▶ Problems to solve
• 1. Decide whether each statement agrees with the article on Cameroon's October presidential election. Answer yes or no for each, and quote the words from the article that decide it.
(a) Biya has already submitted the documents needed to run on October 11.
(b) Biya took office from Ahmadou Ahidjo.
(c) The SDF and the MRC have formed a coalition.
• 2. Render this sentence from the article on Cameroon's October presidential election in French: "In fact, Cameroon’s numerous opposition parties have not put forth any credible candidate for the elections."
• 3. Answer these questions from the article on Cameroon's October presidential election.
(a) What age does the headline give for Biya?
(b) For how many years has Biya been in power?
(c) Who is named with the MRC?

▶ Text block
______________________________
By Soter Tarh Agbaw-Ebai
20, February 2025
October Presidential Election: Will 92-year-old Biya be re-elected? 0
It actually seems like a done deal even though Cameroonians both French and English speaking will not vote for him.
Shortly after he took office from the late President Ahmadou Ahidjo, he pretended to be a man of rigour and moralization. And after 42 years in power, it is now certain that President Paul Biya will be running for an eighth term, and he is expected to win comfortably without campaigning.
He has not submitted the necessary documents to run on October 11, but the activities of his acolytes are quashing any uncertainty surrounding his decision. To justify his intention to run, senior Cameroon government officials from his Beti Bulu tribal extraction have been busy explaining that at 92, he is being urged to do so by other political parties and the civil society.
In fact, Cameroon’s numerous opposition parties have not put forth any credible candidate for the elections. Even the SDF of Joshua Osih and the MRC of Maurice Kamto have still not even formed a coalition.
______________________________
▶ Information provided

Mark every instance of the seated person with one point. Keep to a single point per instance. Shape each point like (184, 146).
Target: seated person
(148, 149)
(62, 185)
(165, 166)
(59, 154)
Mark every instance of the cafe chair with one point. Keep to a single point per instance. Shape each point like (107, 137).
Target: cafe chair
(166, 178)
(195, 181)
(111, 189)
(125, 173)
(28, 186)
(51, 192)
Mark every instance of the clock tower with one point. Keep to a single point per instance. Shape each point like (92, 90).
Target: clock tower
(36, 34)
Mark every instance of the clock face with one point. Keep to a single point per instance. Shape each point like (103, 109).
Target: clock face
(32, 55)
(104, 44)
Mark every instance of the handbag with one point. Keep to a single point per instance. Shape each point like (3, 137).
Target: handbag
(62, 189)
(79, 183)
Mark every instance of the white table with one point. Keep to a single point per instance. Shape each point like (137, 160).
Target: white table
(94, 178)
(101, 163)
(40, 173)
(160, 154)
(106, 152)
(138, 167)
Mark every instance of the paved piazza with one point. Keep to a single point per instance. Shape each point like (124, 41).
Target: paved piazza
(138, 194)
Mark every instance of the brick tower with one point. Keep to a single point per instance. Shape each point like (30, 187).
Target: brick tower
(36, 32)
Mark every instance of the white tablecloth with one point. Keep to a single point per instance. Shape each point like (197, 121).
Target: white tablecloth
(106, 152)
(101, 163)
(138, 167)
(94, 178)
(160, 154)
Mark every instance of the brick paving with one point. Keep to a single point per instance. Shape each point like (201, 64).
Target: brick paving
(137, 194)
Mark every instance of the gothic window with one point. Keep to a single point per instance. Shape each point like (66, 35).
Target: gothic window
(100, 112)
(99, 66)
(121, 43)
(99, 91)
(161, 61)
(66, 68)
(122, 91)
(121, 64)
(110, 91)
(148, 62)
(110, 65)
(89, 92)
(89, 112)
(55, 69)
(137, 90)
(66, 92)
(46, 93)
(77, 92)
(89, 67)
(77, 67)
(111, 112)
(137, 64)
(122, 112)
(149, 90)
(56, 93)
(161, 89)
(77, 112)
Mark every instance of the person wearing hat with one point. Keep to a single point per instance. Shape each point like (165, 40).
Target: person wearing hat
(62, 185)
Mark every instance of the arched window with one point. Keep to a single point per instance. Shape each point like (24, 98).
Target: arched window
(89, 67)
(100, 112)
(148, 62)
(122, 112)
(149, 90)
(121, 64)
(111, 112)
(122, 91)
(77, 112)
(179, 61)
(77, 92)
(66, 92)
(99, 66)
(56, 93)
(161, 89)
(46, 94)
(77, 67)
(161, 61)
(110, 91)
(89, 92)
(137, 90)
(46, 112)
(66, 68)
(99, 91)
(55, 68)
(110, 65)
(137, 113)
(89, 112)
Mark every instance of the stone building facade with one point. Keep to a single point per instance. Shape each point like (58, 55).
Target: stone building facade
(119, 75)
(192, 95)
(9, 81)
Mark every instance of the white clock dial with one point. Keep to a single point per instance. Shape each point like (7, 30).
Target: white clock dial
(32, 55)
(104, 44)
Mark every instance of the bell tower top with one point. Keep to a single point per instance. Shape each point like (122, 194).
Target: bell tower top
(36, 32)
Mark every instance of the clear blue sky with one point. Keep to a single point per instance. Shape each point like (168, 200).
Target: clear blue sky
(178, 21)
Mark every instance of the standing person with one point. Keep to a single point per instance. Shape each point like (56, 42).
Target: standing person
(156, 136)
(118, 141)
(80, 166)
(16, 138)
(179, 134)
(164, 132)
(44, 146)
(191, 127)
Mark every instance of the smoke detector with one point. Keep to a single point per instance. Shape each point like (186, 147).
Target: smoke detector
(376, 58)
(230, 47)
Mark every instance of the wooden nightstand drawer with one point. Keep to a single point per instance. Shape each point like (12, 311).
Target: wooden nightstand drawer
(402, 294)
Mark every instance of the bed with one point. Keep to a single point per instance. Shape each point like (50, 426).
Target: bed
______________________________
▶ Answers by item
• 1.
(a) No: "He has not submitted the necessary documents to run on October 11"
(b) Yes: "Shortly after he took office from the late President Ahmadou Ahidjo"
(c) No: "Even the SDF of Joshua Osih and the MRC of Maurice Kamto have still not even formed a coalition."

• 2. En fait, les nombreux partis d'opposition du Cameroun n'ont présenté aucun candidat crédible pour les élections.

• 3.
(a) 92
(b) 42 years
(c) Maurice Kamto